Your task — Collect each line of the data below that contains the string "ceiling". Case counts.

[Records taken from a collection]

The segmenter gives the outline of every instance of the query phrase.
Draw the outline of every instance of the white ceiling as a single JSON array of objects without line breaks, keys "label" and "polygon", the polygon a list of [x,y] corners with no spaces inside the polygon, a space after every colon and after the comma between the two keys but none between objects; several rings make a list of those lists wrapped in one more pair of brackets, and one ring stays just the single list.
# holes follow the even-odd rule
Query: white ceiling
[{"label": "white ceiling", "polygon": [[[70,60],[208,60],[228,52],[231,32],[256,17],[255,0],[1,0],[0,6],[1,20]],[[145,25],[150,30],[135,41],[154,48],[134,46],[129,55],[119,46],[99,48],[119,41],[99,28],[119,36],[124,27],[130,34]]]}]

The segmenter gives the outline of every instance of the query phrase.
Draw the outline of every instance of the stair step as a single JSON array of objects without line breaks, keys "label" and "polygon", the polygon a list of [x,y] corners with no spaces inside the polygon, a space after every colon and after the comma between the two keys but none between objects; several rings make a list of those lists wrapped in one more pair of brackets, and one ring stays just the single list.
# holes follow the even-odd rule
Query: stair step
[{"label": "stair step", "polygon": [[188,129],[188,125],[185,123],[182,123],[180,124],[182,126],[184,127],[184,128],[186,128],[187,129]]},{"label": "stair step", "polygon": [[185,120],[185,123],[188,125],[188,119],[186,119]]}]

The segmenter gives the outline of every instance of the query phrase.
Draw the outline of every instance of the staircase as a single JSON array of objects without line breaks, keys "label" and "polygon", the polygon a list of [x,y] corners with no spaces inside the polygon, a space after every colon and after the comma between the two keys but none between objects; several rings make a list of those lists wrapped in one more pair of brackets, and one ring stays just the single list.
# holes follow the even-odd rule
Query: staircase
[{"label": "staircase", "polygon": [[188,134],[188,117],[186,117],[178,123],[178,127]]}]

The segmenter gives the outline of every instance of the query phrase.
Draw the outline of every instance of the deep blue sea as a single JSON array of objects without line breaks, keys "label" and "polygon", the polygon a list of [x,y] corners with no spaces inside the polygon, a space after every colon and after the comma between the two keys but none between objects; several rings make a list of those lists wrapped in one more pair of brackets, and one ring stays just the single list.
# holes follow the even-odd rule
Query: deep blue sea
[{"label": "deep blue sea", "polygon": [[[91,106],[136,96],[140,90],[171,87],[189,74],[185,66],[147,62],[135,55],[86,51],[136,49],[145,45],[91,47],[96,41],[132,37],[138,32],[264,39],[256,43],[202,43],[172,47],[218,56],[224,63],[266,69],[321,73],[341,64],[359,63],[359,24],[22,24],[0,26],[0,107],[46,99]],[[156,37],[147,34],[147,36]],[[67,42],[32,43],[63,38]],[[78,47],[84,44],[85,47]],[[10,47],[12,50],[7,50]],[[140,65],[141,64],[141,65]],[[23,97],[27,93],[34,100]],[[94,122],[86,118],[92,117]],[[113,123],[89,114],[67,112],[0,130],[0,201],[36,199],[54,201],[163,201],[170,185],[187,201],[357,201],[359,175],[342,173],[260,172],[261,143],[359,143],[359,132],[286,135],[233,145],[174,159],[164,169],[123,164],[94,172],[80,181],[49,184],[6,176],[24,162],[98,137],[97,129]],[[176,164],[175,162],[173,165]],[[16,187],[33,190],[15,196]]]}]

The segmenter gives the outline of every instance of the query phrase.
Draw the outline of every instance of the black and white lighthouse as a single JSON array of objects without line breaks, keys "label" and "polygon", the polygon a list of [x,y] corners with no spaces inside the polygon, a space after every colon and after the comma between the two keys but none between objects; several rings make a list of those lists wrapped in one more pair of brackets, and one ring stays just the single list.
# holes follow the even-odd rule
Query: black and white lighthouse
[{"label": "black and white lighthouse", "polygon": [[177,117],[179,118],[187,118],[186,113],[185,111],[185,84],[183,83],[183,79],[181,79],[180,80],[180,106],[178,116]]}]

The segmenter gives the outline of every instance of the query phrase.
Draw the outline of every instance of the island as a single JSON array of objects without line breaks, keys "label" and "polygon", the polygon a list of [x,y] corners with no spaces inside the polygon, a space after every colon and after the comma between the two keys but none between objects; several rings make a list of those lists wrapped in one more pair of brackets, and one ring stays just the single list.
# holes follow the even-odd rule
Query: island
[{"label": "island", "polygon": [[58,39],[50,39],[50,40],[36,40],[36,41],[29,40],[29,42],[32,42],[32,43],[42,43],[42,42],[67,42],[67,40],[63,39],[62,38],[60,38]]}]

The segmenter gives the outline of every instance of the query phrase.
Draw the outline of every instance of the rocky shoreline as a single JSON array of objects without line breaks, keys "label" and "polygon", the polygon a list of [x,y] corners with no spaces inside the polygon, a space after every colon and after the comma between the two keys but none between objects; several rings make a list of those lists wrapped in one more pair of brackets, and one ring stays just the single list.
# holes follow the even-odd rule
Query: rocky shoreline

Answer to the problem —
Draw the outline of every instance of the white ceiling as a single JSON array of objects without line breaks, keys "label" and "polygon", the polygon a list of [x,y] corners with no spaces inside the polygon, a space after every colon and after the comma between the two keys but none between objects; several rings make a list of those lists wrapped in one more pair of brackets, and one ring stays just the single list.
Query: white ceiling
[{"label": "white ceiling", "polygon": [[[70,60],[208,60],[228,52],[231,32],[256,17],[255,0],[1,0],[0,6],[1,20]],[[145,25],[150,30],[135,41],[154,48],[134,46],[129,55],[119,46],[99,48],[119,41],[99,28],[119,36],[124,27],[130,34]]]}]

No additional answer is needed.